In the passage on Xenophon, swap "Delium" for "Delion" and give the part that begins at the words "Xenophon is said" and stops after "battle of Delium.".

Text excerpt:
— Begin —

Xenophon is said to have been, when young, a pupil of Socrates. Two
authorities have recorded that in the flight from the battle of Delium in
the year B.C. 424, when Xenophon fell from his horse, Socrates picked him
up and carried him on his back for a considerable distance. The time of
Xenophon's death is not known, but he was alive sixty-seven years after
the battle of Delium.
When Cyrus the Younger was preparing war against his brother Artaxerxes
Mnemon, King of Persia, Xenophon went with him. After the death of Cyrus
on the plains of Cunaxa, the barbarian auxiliaries fled, and the Greeks
were left to return as they could from the far region between the Tigris
and Euphrates. Xenophon had to take part in the conduct of the retreat,
and tells the story of it in his "Anabasis," a history of the expedition
of the younger Cyrus and of the retreat of the Greeks. His return into
Greece was in the year of the death of Socrates, B.C. 399, but his
association was now with the Spartans, with whom he fought, B.C. 394, at
Coroneia. Afterwards he settled, and lived for about twenty years, at
Scillus in Eleia with his wife and children. At Scillus he wrote
probably his "Anabasis" and some other of his books. At last he was
driven out by the Eleans. In the battle of Mantineia the Spartans and
Athenians fought as allies, and Xenophon's two sons were in the battle;
he had sent them to Athens as fellow-combatants from Sparta. His
banishment from Athens was repealed by change of times, but it does not
appear that he returned to Athens. He is said to have lived, and perhaps
died, at Corinth, after he had been driven from his home at Scillus.
Xenophon was a philosophic man of action. He could make his value felt
in a council of war, take part in battle--one of his books is on the
duties of a commander of cavalry--and show himself good sportsman in the
hunting-field. He wrote a book upon the horse; a treatise also upon dogs
and hunting. He believed in God, thought earnestly about social and
political duties, and preferred Spartan institutions to those of Athens.

— End —

Excerpted data:

— Begin —

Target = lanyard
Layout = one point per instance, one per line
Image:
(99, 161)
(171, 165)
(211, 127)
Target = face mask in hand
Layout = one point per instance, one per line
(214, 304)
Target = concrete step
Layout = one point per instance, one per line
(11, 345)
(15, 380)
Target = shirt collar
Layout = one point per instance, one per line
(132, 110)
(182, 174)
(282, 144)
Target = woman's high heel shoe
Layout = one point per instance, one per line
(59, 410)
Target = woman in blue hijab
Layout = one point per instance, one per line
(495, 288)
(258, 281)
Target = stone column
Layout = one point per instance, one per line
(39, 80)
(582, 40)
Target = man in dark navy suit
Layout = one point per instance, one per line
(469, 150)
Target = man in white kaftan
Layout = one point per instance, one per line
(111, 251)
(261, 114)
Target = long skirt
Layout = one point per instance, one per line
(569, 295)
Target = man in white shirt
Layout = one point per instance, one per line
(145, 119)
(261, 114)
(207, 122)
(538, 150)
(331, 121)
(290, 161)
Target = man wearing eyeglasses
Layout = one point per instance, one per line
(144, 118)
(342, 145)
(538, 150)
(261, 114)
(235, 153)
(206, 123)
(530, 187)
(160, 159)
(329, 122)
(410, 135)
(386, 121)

— End —

Exercise result:
Xenophon is said to have been, when young, a pupil of Socrates. Two
authorities have recorded that in the flight from the battle of Delion in
the year B.C. 424, when Xenophon fell from his horse, Socrates picked him
up and carried him on his back for a considerable distance. The time of
Xenophon's death is not known, but he was alive sixty-seven years after
the battle of Delion.